(Materials provided)
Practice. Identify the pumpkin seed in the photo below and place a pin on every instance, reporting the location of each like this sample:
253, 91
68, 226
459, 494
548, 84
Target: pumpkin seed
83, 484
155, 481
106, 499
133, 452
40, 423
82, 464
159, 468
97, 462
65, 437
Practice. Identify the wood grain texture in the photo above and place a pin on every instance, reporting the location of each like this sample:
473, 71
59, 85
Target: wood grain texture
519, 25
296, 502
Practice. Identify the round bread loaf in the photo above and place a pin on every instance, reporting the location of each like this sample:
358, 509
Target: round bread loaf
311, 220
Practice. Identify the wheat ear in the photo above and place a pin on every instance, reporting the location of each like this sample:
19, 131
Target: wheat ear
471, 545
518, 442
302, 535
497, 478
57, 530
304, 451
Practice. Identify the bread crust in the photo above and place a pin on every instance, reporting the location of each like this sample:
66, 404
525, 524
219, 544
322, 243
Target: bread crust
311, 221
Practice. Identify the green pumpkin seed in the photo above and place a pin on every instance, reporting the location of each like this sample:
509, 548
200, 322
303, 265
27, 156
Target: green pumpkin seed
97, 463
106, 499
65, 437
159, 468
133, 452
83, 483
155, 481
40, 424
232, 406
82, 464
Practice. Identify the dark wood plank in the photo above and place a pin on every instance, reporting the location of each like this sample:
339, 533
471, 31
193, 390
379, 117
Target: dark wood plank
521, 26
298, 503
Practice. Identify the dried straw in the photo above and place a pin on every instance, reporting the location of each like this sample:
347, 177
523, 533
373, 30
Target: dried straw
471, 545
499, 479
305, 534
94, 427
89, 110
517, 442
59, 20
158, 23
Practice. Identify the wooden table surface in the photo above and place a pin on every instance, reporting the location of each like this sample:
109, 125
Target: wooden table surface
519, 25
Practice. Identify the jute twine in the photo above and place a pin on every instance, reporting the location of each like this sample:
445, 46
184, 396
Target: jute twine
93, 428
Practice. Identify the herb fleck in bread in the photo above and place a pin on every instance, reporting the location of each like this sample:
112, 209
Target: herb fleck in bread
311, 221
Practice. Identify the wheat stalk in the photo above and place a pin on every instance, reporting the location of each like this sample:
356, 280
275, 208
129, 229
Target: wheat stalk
(End Materials provided)
Activity: Transcribe the entire listing. Leave every word as it is.

Answer box:
Practice. Identify the pumpkin seed in the photo below and place a pin on every instance, reporting the location of each like this sample:
253, 91
68, 226
459, 494
548, 84
Target: pumpkin seed
83, 484
155, 481
106, 499
133, 452
40, 423
82, 464
159, 468
97, 462
65, 437
Practice. Identify the wood grain texture in the photo above and place a pin on every instance, reporting the location of each like this sample:
473, 71
59, 85
Target: wood grain texture
519, 25
296, 502
Practice. Identify the round bread loaf in the photo above and place a pin on every instance, reporting the location of each like this sample:
358, 509
Target: round bread loaf
311, 220
Practice. Identify the wheat ear in the photo above and place a pin on every instance, reporting the location of each like this sample:
19, 131
Target: wheat ear
471, 545
518, 442
302, 535
497, 478
57, 530
304, 451
Practice. Identify the bread crust in the photo above and place a pin on every instance, reporting the location of each like this sample:
66, 404
525, 524
219, 544
322, 243
Target: bread crust
311, 221
Practice. Identify the green pumpkin seed in the photo above and place a pin on every instance, reporting the location of each like this sample:
509, 548
200, 322
303, 265
27, 156
Target: green pumpkin seed
97, 463
106, 499
65, 437
159, 468
133, 452
83, 483
155, 481
40, 424
232, 406
82, 464
Practice. Identify the dark wood plank in the photo above and place a pin on every instance, reporting the location of each like this sample:
339, 533
471, 31
193, 390
379, 117
Target: dark wood plank
521, 26
298, 503
Practice. Identify the dried straw in the photo above and place a pin on every instance, reporting the location of each like this sample:
347, 177
523, 533
373, 30
Target: dried straw
471, 545
499, 479
305, 534
94, 427
89, 110
517, 442
59, 20
158, 23
Practice. Identify the wooden table surface in the photo above and place a pin on every instance, reporting the location of each like this sample:
109, 125
Target: wooden table surface
519, 25
Practice. Identify the jute twine in the photo above and place a pin on every instance, reporting the location of each like this sample:
445, 46
184, 396
Target: jute twine
93, 428
Practice. Identify the herb fleck in bread in the photo above and place a pin on every instance, reporting the location of each like this sample:
112, 209
Target: herb fleck in bread
311, 221
Practice. Identify the wheat stalk in the photo above and place a pin on every instance, reporting the location of each like this sample:
356, 280
275, 208
129, 229
Target: wheat stalk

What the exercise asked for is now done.